-- PAGE EXTRACT --
● ● ●

If you were a kid in the 80s there’s a good chance you read (or were too scared to read) the Scary Stories to Tell in the Dark series. Hollywood has dragged its feet, but it finally has attempted to adapt a book of short stories into a coherent film. While the writers deserve credit for that feat, the problem is the result isn’t very good.
It’s Halloween night and a group of kids out pulling pranks on the local bully (this is a weird setup) take refuge in the local haunted house. You see, this is the kind of film where characters are constantly wandering into horror movie clichés—a haunted house, cornfields at night, sub-basements of mental hospitals. It’s all more than a little contrived. Inside they discover a book of stories straight out of the book series itself and from there the stories start to become real in their lives. See? Not a bad way to give some background mythology, but while I’m sure some fans would prefer a more straightforward anthology setup, I have to give credit for this being the one element I kind of enjoyed.
Unfortunately, I didn’t like much else. It’s a competent enough film taken as a whole, but the elements really break down. Take the characters for instance. We’re not given any reason to like these characters. They’re at best two dimensional but more offensively they’re boring. They’re not funny or charming and even the bully is a straight up parody—pushing his own date into a locked basement room presumably to die. It’s easy (but mean) to pile on child actors but they’re given little to work with here. More disappointing is to cast someone of Dean Norris’ talent and give him nothing to do. Why even waste the budget when literally anybody or nobody could have filled his role?

● ● ●

-- RECORDED INFORMATION --

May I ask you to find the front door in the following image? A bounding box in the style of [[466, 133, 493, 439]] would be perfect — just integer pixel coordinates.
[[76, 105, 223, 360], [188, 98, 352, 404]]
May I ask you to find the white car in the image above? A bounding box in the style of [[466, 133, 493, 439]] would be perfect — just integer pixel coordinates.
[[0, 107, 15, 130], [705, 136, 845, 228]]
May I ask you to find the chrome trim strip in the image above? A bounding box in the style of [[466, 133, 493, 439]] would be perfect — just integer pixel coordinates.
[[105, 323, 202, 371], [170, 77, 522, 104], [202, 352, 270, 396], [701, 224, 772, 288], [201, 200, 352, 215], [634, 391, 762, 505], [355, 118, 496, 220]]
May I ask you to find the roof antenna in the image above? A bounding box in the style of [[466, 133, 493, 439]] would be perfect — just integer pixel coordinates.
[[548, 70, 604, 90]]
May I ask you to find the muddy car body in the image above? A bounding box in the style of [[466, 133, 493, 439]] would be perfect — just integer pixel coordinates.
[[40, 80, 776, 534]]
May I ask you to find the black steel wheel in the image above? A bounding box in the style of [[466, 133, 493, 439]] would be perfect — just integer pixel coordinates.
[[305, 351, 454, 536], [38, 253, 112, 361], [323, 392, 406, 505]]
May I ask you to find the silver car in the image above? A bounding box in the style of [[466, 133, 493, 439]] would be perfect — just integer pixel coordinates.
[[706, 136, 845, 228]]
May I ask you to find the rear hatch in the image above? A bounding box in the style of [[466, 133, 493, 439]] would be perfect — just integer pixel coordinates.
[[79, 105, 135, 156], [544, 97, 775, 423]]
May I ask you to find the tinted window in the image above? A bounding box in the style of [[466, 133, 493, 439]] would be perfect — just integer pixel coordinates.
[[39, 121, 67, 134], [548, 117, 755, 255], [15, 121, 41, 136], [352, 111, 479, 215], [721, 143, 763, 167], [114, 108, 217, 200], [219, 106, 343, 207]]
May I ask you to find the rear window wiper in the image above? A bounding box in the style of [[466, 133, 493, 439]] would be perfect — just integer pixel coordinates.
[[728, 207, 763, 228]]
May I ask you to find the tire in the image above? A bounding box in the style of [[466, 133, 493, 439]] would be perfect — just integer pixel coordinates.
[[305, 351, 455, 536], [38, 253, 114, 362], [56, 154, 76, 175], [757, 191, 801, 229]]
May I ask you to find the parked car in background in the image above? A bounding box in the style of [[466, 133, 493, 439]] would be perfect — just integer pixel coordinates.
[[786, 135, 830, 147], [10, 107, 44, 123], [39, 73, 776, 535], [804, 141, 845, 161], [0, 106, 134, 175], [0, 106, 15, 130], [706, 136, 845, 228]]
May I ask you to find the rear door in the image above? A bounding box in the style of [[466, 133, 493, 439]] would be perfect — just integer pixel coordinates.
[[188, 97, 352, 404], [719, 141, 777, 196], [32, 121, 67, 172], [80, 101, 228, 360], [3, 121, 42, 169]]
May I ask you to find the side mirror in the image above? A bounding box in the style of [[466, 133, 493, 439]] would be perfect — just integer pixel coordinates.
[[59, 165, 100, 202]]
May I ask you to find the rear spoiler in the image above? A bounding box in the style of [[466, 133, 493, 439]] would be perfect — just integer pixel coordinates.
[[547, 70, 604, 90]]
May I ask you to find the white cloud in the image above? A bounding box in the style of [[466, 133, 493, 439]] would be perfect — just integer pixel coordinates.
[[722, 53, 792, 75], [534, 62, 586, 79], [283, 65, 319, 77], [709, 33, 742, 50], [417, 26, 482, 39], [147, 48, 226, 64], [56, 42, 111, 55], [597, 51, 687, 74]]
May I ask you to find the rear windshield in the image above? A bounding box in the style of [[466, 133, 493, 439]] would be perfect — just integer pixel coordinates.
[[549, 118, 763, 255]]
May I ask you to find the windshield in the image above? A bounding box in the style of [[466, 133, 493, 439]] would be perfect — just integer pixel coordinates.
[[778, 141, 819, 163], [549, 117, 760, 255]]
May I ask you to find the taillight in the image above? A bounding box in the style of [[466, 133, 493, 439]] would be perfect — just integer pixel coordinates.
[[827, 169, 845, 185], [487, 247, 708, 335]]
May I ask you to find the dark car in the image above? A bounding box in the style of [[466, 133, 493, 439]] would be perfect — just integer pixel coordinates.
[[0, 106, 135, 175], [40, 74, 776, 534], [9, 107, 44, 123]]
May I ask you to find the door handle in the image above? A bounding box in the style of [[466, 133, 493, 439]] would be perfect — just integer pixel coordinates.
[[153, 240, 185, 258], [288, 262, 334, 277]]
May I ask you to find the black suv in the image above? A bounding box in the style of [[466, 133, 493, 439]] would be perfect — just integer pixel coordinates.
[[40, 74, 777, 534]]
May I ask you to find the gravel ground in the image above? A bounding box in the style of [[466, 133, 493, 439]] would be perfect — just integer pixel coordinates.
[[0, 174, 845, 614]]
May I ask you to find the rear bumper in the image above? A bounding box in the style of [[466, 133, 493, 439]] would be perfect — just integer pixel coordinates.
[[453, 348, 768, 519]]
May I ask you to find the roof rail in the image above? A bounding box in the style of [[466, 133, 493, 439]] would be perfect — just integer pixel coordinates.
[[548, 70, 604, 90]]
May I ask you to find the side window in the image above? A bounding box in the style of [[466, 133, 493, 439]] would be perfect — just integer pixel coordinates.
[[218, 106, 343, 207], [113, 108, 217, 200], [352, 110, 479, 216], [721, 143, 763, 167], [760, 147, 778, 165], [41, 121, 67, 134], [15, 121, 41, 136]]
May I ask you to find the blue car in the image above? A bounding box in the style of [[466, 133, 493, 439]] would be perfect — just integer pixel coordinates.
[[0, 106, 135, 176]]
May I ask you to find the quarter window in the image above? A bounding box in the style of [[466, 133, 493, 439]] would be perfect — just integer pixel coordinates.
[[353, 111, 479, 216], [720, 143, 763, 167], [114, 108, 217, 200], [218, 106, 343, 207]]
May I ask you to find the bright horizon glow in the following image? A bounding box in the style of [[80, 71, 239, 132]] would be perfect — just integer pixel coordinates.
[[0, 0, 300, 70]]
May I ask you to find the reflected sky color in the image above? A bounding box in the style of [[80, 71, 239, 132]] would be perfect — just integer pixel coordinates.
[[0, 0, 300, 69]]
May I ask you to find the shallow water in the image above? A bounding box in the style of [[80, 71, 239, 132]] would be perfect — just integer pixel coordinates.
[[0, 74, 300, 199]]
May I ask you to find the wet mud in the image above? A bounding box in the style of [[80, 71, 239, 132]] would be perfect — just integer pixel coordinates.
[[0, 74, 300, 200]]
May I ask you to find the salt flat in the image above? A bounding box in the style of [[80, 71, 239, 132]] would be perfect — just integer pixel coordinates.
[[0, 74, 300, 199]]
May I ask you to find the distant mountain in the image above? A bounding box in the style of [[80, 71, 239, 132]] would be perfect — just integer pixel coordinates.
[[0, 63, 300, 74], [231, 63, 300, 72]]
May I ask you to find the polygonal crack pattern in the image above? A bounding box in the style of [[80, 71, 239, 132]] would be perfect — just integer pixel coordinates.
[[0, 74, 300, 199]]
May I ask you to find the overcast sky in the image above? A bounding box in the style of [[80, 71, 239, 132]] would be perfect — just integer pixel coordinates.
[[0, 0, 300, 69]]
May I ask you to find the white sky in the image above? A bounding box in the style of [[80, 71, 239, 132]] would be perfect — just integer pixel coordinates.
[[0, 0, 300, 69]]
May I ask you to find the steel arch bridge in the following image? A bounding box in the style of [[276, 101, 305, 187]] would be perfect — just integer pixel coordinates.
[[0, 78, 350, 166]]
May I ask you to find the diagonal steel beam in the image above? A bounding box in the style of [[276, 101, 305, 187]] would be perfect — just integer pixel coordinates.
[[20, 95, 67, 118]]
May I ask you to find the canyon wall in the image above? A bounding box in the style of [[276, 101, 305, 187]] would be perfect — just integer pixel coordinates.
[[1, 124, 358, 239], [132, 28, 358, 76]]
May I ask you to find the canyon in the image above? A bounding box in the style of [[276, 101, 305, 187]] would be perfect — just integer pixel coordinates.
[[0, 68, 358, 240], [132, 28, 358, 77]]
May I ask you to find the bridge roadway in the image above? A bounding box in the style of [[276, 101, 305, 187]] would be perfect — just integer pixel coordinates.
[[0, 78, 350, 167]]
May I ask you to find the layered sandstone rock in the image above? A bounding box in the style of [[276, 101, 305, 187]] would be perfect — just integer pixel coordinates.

● ● ●

-- REQUIREMENT 1 --
Copy the part of the Scary Stories movie review that opens with the words containing "Unfortunately, I didn’t" and closes with "filled his role?", word for word.
-- REQUIREMENT 2 --
Pick up the Scary Stories movie review after its last sentence and keep writing it.

-- TASK OUTPUT 1 --
Unfortunately, I didn’t like much else. It’s a competent enough film taken as a whole, but the elements really break down. Take the characters for instance. We’re not given any reason to like these characters. They’re at best two dimensional but more offensively they’re boring. They’re not funny or charming and even the bully is a straight up parody—pushing his own date into a locked basement room presumably to die. It’s easy (but mean) to pile on child actors but they’re given little to work with here. More disappointing is to cast someone of Dean Norris’ talent and give him nothing to do. Why even waste the budget when literally anybody or nobody could have filled his role?

-- TASK OUTPUT 2 --
What made the original books so memorable was their forbidden fruit nature. Their illustrations were a little too grotesque. Their tales a little too unsettling. It was like finding a copy of Playboy mixed in among the Garfield books at the Scholastic Book Fair. You were pretty certain you weren’t supposed to be reading this kind of horror at your age (this line applies to both Scary Stories and Playboy alike, and Garfield for that matter). The film features none of that danger. It’s generic as horror comes these days. For that reason alone, there are better stories worth getting scared to.